--- TASK OBJECTIVE ---
Pick up the article on The Road to Kokoda where its last sentence ends, and continue it.
-- PASSAGE start --
- Cinematography: Damien Parer
- Production company: Movietone Productions
- Distributed by: 20th Century Fox
- Release date: September 18, 1942;
- Running time: 9 minutes
- Country: Australia
- Language: English

= The Road to Kokoda =

Australian film (1942), of World War II in today's Papua New Guinea

The Road to Kokoda is a 1942 Australian documentary. Much of the footage shot by Australian war photographer Damien Parer (1912–1944) also appears in Kokoda Front Line!.

== Synopsis ==
The Kokoda Front Line! is an iconic and Academy Award-winning newsreel shot by Damien Parer which has some of the most iconic pictures of Australian troops. The Oscar, according to David O. Selznick in 1943, was won for 'effectiveness in depicting simply yet forcefully the scene of war in New Guinea and for its moving presentation of the bravery and fortitude of our Australian comrades in arms'. In the documentary film, Australian troops from the 39th Battalion are shown along the Kokoda Track walking through a mountainous terrain and across a river. The film through the utilisation of voice actor Peter Bathurst exemplifies the cruel conditions, the bravery of the troops, and the support and care displayed by the Papuans.
-- PASSAGE end --
-- RECORDS SHOWN start --
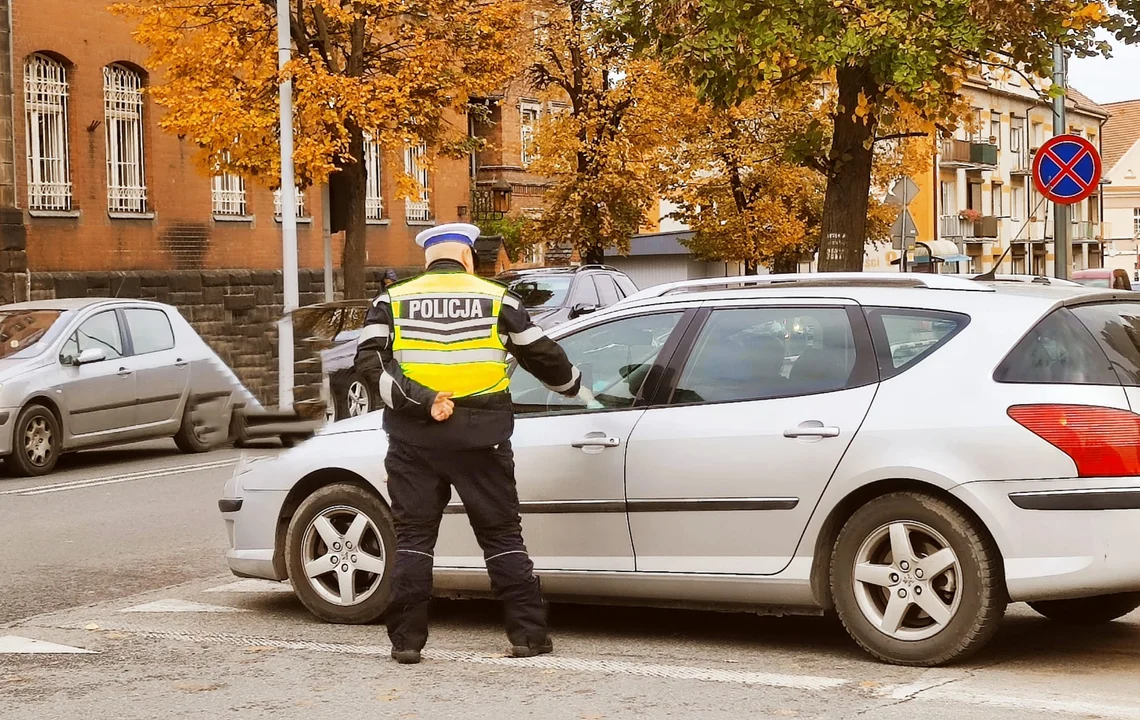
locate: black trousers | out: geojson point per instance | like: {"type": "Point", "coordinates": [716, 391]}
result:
{"type": "Point", "coordinates": [420, 482]}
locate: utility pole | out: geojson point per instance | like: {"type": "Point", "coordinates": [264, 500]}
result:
{"type": "Point", "coordinates": [288, 215]}
{"type": "Point", "coordinates": [326, 235]}
{"type": "Point", "coordinates": [1061, 263]}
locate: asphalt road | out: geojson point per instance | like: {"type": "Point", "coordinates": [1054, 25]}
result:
{"type": "Point", "coordinates": [119, 557]}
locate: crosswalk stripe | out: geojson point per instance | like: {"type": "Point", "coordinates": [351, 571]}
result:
{"type": "Point", "coordinates": [16, 645]}
{"type": "Point", "coordinates": [111, 480]}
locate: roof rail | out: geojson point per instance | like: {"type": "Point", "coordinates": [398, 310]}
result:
{"type": "Point", "coordinates": [816, 279]}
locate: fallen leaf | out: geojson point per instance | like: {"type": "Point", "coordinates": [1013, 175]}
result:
{"type": "Point", "coordinates": [197, 687]}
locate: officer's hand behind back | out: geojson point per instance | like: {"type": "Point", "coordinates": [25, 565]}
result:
{"type": "Point", "coordinates": [442, 407]}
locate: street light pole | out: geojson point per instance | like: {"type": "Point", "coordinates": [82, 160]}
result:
{"type": "Point", "coordinates": [288, 215]}
{"type": "Point", "coordinates": [1061, 263]}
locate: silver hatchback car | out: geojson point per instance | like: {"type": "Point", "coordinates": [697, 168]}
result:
{"type": "Point", "coordinates": [86, 373]}
{"type": "Point", "coordinates": [912, 452]}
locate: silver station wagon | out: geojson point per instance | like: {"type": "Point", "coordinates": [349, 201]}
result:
{"type": "Point", "coordinates": [912, 452]}
{"type": "Point", "coordinates": [87, 373]}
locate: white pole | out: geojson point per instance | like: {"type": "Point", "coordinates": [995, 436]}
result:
{"type": "Point", "coordinates": [288, 215]}
{"type": "Point", "coordinates": [326, 234]}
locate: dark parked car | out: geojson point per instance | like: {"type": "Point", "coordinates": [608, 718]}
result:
{"type": "Point", "coordinates": [553, 295]}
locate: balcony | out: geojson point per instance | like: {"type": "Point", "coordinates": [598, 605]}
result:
{"type": "Point", "coordinates": [955, 154]}
{"type": "Point", "coordinates": [984, 154]}
{"type": "Point", "coordinates": [1085, 231]}
{"type": "Point", "coordinates": [953, 227]}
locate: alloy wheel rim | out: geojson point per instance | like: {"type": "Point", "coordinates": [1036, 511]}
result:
{"type": "Point", "coordinates": [358, 399]}
{"type": "Point", "coordinates": [38, 441]}
{"type": "Point", "coordinates": [342, 555]}
{"type": "Point", "coordinates": [908, 581]}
-- RECORDS SHOWN end --
--- ANSWER TO THIS EXERCISE ---
Footage of The Salvation Army includes a shot of Father Albert Moore lighting a cigarette of an injured soldier. The last series of shots in the film were captured from heightened positions along the track of the Papuan carrying wounded troops climbing through steep terrains in harsh conditions.

Parer's sheer fearlessness and devotion to his job played a crucial role in the production of Kokoda Front Line. The combat cameraman being made fully aware of the risk, Parer continued to film the campaign and routinely went to the frontline at Kokoda in order to fulfill his goal to present the true account of events as he saw them. The nature of the mountainous terrain significantly negatively impacted Parer's ability to shoot long sequences that didn't include close-ups of the soldiers standing or trudging through the thick mud along the track. This therefore led to the film being extremely difficult to film, and ultimately led to the death of Damien Parer.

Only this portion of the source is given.